Repeat the data. Keep each line identical.
--- Information provided Enclosed Below ---
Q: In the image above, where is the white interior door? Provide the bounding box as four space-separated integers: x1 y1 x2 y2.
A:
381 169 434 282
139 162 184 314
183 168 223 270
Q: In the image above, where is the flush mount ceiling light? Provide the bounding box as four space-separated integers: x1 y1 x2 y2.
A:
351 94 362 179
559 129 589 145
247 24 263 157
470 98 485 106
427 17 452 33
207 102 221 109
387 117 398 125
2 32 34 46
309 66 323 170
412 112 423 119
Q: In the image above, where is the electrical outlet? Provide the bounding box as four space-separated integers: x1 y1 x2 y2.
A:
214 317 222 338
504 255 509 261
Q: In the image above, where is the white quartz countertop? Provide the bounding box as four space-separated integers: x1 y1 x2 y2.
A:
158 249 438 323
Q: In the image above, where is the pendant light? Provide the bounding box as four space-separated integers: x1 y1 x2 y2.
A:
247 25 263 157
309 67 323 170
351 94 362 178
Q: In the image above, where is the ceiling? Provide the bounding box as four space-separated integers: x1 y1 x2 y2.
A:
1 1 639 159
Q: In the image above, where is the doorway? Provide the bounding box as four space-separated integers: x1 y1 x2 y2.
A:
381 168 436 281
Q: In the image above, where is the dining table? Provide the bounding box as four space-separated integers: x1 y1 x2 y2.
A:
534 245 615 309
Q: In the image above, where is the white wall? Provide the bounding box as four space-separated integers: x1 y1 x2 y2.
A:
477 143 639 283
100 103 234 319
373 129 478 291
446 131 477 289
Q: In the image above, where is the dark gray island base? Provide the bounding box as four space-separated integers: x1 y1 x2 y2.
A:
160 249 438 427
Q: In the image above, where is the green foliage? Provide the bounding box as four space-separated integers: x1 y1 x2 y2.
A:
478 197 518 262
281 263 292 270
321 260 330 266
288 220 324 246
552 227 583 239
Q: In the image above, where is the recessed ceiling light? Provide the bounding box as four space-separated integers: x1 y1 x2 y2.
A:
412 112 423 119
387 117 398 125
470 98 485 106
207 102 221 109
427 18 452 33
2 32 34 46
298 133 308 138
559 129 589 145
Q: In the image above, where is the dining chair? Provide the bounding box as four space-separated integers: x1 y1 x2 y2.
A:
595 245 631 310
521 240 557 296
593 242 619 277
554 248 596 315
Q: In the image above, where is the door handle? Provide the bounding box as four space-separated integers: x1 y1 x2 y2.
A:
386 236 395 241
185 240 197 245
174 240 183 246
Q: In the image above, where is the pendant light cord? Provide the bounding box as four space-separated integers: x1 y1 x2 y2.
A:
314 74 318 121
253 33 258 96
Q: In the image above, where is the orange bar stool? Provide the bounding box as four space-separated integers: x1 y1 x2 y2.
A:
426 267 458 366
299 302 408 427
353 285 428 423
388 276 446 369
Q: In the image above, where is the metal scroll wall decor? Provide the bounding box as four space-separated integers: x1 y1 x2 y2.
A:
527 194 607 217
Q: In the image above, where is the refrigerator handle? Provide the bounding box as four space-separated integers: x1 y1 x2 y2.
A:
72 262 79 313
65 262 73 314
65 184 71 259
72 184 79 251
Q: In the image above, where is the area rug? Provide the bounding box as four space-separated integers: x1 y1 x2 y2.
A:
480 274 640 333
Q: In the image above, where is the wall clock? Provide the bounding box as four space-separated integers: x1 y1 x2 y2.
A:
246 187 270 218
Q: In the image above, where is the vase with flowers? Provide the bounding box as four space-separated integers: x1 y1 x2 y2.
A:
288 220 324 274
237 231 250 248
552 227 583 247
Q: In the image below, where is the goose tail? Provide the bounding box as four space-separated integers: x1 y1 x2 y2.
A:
--- End of Enclosed Information provided ---
• Response area:
Q: In the image above, where is the white interior door? Provide the bounding box as four space-separated integers: x1 y1 x2 y2.
A:
381 169 434 282
139 162 184 314
183 168 223 270
Q: In the image above, where is the flush mount ceiling light? Provide the bounding box as four space-separated integers: x1 y1 x2 y2.
A:
351 94 362 179
559 129 589 145
247 24 263 157
470 98 485 106
427 17 452 33
207 102 221 109
387 117 398 125
2 32 34 46
309 66 323 170
412 112 423 119
Q: In the image above, where is the electrical outlet? Provide the bounding box as four space-separated integers: x1 y1 x2 y2.
A:
214 317 222 338
504 255 509 261
Q: In the image above, where is the white quartz countertop? Provide the bounding box as four space-separated integers: x1 y1 x2 y2.
A:
158 249 438 323
Q: In the image above, where is the pendant light? Provide the bounding box as four space-separated integers: x1 y1 x2 y2.
A:
247 25 263 157
309 67 323 170
351 94 362 178
Q: In the image above, where is the ceiling? Provide the bounding box as four space-separated integers: x1 y1 x2 y2.
A:
1 1 639 159
Q: In the image above, where is the doorway? Provide the bounding box as four space-separated integers: x1 y1 x2 y2.
A:
381 168 436 281
Q: In the image above, where is the dining table? Provide the bounding box as four space-separated integers: x1 y1 x2 y2.
A:
534 245 615 309
Q: In the image above, where is the white wall? Provide the bounding box as four space-separated integers: x1 y1 x2 y2.
A:
477 143 639 283
100 103 234 319
373 129 478 291
446 131 477 289
Q: In the image above, where is the dark gray island base? Provide the bounding box as four space-separated integers: x1 y1 x2 y2.
A:
160 249 438 427
Q: In the image above, where is the green foliage? Provide the bounding box as four space-separated integers: x1 y1 x2 y2.
A:
478 197 518 262
281 263 292 270
321 260 330 266
288 220 324 246
552 227 583 239
Q: In the image above, where is the recessed ceiling light? Provide the bounding box as four space-separated integers: x1 y1 x2 y2.
A:
412 112 423 119
387 117 398 125
470 98 485 106
207 102 221 109
427 18 452 33
2 32 34 46
298 133 308 138
559 129 589 145
Q: In the image above, where is the dining chair? Provide the bounding box as four space-separated integers: x1 y1 x2 y2.
A:
595 245 631 310
521 240 557 296
593 242 619 277
554 248 596 315
Q: In the image above, where is the door handle? Provide the bounding box as four space-separated integers: x1 y1 x2 y2.
A:
386 236 395 241
185 240 197 245
174 240 183 246
Q: In the image above, where is the pendant light cord? Provide the bounding box as four space-separated integers: x1 y1 x2 y2.
A:
314 74 318 121
253 33 258 96
Q: In the image above, where is the orange bar stool? Provide the bounding box as four space-separated integers: x1 y1 x2 y2.
A:
426 267 458 366
299 302 408 427
353 285 428 423
388 276 446 369
Q: In the image above, where is the metal scroll wall decor? Provide the bounding box as four space-separated integers: x1 y1 x2 y2.
A:
527 194 607 217
Q: In the image above, where is the refrigerator handle? Provide the bounding box as four space-separated integers: x1 y1 x2 y2.
A:
72 262 79 313
65 262 73 314
65 184 71 259
72 184 79 251
Q: In the image above, where is the area rug? Provide the bounding box as four space-separated integers: x1 y1 x2 y2.
A:
480 274 640 333
Q: In the image above, where is the wall clock? Provide the bounding box as four space-separated integers: x1 y1 x2 y2.
A:
246 187 270 218
Q: In the image above, where is the vase with flowers? Provide the bounding box as four space-separated integers: x1 y1 x2 y2.
A:
288 220 324 274
237 231 250 248
552 227 583 247
Q: In the image below, where is the goose tail? Provide the bounding box as four space-separated integers: x1 y1 x2 y2.
A:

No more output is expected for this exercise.